◆ Given exercise 1
In the passage about Sunday in the Park with George, which painting inspired the musical?
◆ Given exercise 2
Please say whether each statement agrees with the passage about Sunday in the Park with George, backing each yes or no with the deciding words quoted from it: (a) The show was written with James Lapine. (b) Seurat commits fully to his mistress, Dot. (c) The musical won a Pulitzer Prize in 1984.

◆ Extract to read
# # #

Sunday in the Park with George is the seminal Sondheim score, because it is the one in which you will find, buried deep in a complex and multi-layered show written with James Lapine, some of the most useful lyrical flags on the Sondheim route-map.

In here are the lyrics that give us "Art isn't easy," but also "Art is what you do for yourself" and "Children and Art" and, most centrally, "Move On": "If you can know where you're going, you've gone….Look at what you want, not at where you are, not at what you'll be… anything you do, let it come from you, then it will be new." If ever there was a Sondheim credo it lies there; all that and the great anthem to Sunday. As Stephen Sondheim himself has always said, musicals remain works in progress however many times they may open and close in different productions worldwide, and the ongoing greatness of Sunday in the Park after two decades lies in its willingness to explore the very nature of the making of art, just as the Sondheim and Jule Styne musical Gypsy explores the very nature of show business itself.


Inspired by the painting Sunday Afternoon on the Island of La Grande Jatte by Georges Seurat, Sunday in the Park with George focuses on the famous French pointillist painter himself, who believes that reality can always be improved upon in art. Through the act of painting, he washes away the petty disagreements of the characters in his landscape, creating a world of order, balance, and harmony. Locking himself in his solitary studio filled with paints and canvasses, Seurat devotes himself fully to his art, unable to commit to anything else—including his longtime mistress, Dot. Sondheim's songs merge past and present into basic, heartfelt truths about life, creation, and emotion. This 1984 Pulitzer Prize-winning musical confirmed for London's Daily Telegraph that Sondheim is "one of the finest theatre composers of his generation."

# # #

◆ Data rows
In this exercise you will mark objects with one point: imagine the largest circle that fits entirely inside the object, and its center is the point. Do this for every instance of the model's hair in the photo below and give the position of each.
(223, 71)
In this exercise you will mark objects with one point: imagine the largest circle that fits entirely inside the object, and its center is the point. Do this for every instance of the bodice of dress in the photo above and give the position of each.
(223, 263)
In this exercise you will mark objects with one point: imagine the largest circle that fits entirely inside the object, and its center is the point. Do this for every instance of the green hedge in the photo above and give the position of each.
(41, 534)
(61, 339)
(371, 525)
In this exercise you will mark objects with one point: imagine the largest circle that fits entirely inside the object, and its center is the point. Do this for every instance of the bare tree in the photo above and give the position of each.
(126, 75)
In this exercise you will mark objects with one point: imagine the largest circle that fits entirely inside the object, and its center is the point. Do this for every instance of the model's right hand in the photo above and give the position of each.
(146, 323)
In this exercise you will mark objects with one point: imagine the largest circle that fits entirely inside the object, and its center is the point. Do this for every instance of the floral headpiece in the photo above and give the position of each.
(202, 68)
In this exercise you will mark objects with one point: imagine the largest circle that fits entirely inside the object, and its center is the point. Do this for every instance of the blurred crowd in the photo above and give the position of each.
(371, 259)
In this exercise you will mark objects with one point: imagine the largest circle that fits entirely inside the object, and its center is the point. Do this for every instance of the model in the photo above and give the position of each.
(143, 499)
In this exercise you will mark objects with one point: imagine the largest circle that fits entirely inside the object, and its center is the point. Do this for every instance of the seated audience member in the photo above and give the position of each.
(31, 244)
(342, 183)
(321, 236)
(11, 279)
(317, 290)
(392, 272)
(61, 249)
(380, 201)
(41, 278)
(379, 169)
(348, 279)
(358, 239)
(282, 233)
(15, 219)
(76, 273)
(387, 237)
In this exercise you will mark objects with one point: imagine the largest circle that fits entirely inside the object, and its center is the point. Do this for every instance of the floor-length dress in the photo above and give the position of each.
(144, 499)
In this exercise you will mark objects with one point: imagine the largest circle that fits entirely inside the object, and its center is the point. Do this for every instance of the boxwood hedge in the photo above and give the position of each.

# # #

◆ Full output 1
Sunday Afternoon on the Island of La Grande Jatte by Georges Seurat.

◆ Full output 2
(a) Yes: "a complex and multi-layered show written with James Lapine"
(b) No: "unable to commit to anything else—including his longtime mistress, Dot"
(c) Yes: "This 1984 Pulitzer Prize-winning musical"